Excerpts from a point labeling dataset:
----------

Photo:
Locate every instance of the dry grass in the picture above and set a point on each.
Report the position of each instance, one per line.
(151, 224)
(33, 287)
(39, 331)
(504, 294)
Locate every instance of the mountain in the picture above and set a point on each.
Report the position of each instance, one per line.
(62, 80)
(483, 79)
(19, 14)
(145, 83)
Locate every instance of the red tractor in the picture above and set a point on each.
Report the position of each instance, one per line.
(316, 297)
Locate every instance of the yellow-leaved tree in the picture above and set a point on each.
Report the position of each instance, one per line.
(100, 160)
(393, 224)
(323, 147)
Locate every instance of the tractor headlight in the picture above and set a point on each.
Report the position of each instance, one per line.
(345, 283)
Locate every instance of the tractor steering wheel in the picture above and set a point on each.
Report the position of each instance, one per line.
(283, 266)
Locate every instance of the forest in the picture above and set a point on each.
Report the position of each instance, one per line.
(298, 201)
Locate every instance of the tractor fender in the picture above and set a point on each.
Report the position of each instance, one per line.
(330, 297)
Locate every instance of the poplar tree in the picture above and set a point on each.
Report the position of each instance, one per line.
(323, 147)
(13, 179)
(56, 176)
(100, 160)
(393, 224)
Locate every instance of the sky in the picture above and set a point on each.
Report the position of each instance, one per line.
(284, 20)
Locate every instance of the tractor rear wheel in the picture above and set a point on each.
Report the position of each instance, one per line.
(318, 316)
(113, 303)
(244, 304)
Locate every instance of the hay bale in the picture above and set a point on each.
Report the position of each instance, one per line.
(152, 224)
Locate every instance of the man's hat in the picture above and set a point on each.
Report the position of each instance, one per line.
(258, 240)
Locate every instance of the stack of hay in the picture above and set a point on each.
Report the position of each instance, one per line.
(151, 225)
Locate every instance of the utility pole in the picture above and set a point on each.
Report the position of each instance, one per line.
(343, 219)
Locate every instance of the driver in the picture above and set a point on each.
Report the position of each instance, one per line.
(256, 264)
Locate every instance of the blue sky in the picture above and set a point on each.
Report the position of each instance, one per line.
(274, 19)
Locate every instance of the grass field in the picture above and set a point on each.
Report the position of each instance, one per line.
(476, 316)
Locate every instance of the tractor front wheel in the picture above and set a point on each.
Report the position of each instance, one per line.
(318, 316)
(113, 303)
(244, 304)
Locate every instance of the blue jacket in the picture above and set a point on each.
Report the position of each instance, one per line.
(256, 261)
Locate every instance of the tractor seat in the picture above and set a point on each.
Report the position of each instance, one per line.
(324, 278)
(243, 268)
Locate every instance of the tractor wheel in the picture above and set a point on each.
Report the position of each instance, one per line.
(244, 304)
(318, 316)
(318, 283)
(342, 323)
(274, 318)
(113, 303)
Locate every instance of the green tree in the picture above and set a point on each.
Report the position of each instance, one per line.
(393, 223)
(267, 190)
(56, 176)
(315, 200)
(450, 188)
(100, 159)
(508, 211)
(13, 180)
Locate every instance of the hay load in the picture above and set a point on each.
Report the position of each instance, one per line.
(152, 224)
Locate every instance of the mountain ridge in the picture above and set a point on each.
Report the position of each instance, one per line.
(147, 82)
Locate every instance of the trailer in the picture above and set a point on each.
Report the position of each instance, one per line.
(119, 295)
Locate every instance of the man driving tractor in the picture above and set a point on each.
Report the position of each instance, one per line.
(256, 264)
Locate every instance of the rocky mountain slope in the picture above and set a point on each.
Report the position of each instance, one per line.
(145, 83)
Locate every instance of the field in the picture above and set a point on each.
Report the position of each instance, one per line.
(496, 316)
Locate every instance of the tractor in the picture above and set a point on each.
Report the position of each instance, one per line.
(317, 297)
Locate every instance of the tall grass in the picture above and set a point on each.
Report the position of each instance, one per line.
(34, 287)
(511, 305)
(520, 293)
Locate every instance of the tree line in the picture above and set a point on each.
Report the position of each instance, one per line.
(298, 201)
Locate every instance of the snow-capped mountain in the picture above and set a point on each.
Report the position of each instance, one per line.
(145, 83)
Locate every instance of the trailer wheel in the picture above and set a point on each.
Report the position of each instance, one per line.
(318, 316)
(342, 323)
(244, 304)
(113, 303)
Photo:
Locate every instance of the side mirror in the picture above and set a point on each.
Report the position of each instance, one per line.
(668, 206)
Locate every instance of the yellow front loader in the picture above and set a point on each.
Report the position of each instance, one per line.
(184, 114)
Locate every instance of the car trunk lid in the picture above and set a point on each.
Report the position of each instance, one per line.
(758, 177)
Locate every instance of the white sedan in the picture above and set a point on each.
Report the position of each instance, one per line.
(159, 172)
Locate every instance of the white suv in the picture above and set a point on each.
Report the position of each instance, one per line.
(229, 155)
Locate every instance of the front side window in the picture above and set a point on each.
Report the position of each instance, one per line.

----------

**INSTRUCTIONS FOR THE TASK**
Recast the part that opens with the line containing "Locate every instance of the yellow front" and runs through the end of the lines above as a JSON list of strings, one string per line, with blank lines omitted.

**OUTPUT OF THE EXERCISE**
[
  "Locate every instance of the yellow front loader in the picture above and set a point on each.",
  "Report the position of each instance, one per line.",
  "(184, 114)",
  "Locate every instance of the car trunk lid in the picture above and set a point on each.",
  "Report the position of each instance, one per line.",
  "(758, 177)",
  "Locate every instance of the white sedan in the picture above and set a point on each.",
  "Report the position of each instance, one per line.",
  "(159, 172)",
  "Locate every instance of the white suv in the picture above and set a point on each.",
  "Report the position of each instance, one per line.",
  "(229, 155)",
  "Locate every instance of the front side window in the picture above and set a point on each.",
  "Report the position of each instance, one per line."
]